**GIVEN PASSAGE**.
※

Yusuf bin Ismail bin Yusuf bin Ismail bin Muhammad Nâsir al-Dîn an-Nabhani (1849–1932) born in Ijzim in Palestine, was a Palestinian Sunni Islamic scholar, judge, prolific poet, and defender of the Ottoman Caliphate. He died in Beirut.

Biography
Many of Yusuf al-Nabahani's poems, books, and teachings have remained, but very little is printed about his personal life and activities. 

He worked and campaigned against the Wahhabi movement and the reformers in Cairo like Muhammad Abduh and al-Afghani who were changing Sunni Islam. He believed in the law, or Shariah in restricting all Sufi activity, being of the Shafi madhab or thought of Sunni Islam holding a similar stance to al-Ghazali in his later years on Sufism.

His father Ismail al-Nabhani taught him to memorise the Quran at a young age, taught him the sciences of Islamic jurisprudence and then sent him to begin study at the university of al-Azhar Cairo on 16 May 1866 at the age of 17. Yusuf graduated from Al-Azhar in October 1872 at the age of 23 with qualifications from the official cirriculem of al-Azhar and many other qualifications obtained from extra study under multiple Islamic scholars in many of the sciences of the Shariah and its preparatory disciplines.

※

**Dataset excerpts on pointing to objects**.
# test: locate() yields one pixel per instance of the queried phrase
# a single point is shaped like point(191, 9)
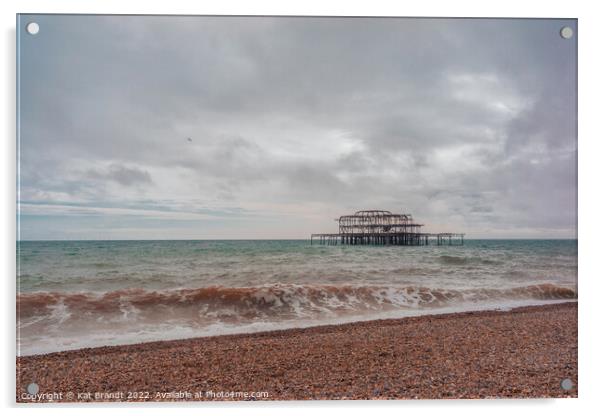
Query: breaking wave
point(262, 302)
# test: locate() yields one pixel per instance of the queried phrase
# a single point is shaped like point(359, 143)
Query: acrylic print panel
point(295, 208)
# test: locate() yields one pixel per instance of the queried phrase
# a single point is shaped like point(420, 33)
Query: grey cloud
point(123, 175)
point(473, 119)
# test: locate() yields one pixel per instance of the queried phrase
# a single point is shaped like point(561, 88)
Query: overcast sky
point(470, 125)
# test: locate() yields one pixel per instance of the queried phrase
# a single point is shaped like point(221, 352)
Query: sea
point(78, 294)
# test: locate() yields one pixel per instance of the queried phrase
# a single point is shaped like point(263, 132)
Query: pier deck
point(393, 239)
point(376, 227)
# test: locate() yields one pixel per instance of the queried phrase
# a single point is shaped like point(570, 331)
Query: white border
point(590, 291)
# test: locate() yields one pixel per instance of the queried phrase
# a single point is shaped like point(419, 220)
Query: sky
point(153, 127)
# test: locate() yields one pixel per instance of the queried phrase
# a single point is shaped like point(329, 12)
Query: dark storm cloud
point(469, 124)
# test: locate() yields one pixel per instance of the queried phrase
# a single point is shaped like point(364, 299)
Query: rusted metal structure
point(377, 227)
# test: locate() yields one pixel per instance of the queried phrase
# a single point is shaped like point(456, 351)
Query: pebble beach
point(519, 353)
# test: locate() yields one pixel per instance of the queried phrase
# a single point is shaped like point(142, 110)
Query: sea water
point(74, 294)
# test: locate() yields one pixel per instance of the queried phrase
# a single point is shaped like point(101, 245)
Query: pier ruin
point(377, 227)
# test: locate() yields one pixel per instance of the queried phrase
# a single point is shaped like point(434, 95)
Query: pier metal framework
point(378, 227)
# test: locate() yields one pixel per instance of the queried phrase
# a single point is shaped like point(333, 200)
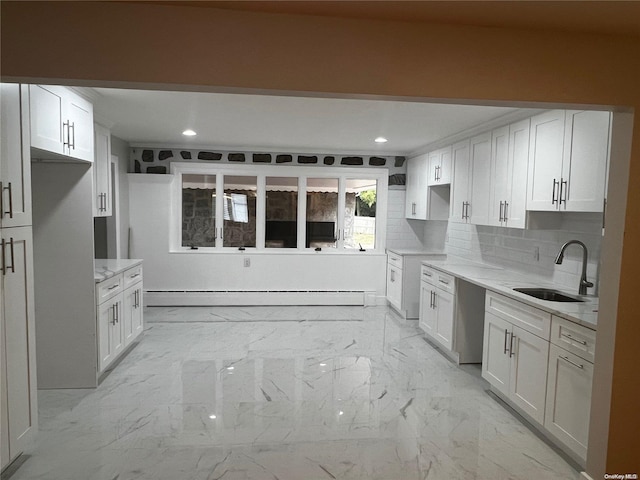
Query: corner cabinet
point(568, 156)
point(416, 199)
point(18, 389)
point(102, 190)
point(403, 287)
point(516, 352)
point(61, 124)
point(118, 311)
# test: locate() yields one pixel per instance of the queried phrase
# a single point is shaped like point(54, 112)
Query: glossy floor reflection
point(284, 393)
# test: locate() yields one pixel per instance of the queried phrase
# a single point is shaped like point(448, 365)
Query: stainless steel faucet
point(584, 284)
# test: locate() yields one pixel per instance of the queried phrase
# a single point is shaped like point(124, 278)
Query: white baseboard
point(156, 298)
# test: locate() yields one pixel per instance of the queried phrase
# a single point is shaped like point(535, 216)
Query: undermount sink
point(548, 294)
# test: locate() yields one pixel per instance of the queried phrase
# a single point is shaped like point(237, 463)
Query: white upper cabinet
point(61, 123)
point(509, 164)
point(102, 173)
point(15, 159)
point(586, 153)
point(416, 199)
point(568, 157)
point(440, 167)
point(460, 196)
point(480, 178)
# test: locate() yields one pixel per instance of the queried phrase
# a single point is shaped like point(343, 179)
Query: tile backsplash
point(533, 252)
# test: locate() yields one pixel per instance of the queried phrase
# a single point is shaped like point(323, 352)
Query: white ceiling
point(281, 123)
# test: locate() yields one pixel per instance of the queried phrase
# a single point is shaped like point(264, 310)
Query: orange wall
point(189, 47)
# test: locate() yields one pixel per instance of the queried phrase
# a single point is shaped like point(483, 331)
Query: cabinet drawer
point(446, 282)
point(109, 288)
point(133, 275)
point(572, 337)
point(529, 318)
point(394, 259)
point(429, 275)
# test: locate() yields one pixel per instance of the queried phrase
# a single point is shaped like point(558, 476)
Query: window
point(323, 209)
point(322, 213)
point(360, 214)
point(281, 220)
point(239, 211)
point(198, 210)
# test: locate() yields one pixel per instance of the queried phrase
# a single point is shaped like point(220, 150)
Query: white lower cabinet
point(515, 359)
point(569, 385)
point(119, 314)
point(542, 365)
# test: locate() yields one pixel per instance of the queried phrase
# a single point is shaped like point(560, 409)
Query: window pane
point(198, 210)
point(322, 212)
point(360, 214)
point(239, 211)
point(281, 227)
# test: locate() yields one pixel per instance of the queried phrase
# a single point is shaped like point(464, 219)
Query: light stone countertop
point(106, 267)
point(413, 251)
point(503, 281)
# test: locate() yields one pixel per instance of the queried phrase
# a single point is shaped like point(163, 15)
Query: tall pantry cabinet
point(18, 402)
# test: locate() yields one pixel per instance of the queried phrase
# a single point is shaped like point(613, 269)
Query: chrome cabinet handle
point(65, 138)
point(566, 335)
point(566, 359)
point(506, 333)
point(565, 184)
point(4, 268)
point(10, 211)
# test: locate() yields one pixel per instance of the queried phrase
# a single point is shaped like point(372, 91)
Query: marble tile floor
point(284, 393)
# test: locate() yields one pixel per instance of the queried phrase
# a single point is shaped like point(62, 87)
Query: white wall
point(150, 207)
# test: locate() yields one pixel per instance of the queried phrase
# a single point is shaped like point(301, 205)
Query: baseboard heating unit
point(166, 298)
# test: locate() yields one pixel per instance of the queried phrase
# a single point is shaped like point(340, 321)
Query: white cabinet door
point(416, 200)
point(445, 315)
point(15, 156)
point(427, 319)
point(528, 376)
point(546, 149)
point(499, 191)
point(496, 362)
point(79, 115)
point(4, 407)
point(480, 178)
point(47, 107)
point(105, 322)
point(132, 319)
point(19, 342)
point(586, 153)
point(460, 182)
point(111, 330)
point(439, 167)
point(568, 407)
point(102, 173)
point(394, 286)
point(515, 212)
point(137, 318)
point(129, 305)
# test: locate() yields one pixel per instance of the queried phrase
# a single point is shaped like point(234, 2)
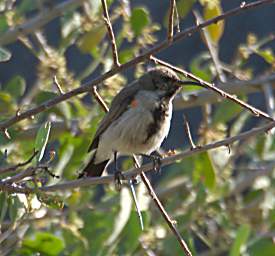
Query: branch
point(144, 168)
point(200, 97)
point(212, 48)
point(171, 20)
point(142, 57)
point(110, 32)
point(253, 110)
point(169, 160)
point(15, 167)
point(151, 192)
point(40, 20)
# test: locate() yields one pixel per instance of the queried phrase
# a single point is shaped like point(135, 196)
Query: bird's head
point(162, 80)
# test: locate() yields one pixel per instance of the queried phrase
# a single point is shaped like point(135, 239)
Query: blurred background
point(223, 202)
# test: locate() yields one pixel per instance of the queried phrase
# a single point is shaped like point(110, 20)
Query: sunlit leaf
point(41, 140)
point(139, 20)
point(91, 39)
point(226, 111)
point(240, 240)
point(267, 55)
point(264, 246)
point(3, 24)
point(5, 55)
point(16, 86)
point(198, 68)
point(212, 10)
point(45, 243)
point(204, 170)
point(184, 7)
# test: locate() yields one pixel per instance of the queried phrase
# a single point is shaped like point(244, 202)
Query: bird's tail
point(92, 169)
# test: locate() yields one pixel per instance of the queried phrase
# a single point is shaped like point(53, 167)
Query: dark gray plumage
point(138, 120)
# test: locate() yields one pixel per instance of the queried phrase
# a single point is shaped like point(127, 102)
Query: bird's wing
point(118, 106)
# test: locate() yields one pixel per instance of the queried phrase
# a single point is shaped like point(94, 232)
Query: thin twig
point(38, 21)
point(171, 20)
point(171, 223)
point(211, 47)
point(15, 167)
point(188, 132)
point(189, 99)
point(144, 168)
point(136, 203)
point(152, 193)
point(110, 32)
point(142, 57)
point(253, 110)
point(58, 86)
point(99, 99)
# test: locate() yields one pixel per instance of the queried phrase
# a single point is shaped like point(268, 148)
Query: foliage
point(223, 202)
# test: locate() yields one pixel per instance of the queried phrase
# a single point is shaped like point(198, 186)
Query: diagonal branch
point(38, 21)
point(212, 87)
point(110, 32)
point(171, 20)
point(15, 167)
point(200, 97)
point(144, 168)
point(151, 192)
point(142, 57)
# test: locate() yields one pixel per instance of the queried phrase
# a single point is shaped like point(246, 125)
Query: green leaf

※

**INSTRUCTION**. In the biography of Yusuf an-Nabhani, on what date was he sent to begin study at al-Azhar in Cairo?

**TASK RESPONSE**. 16 May 1866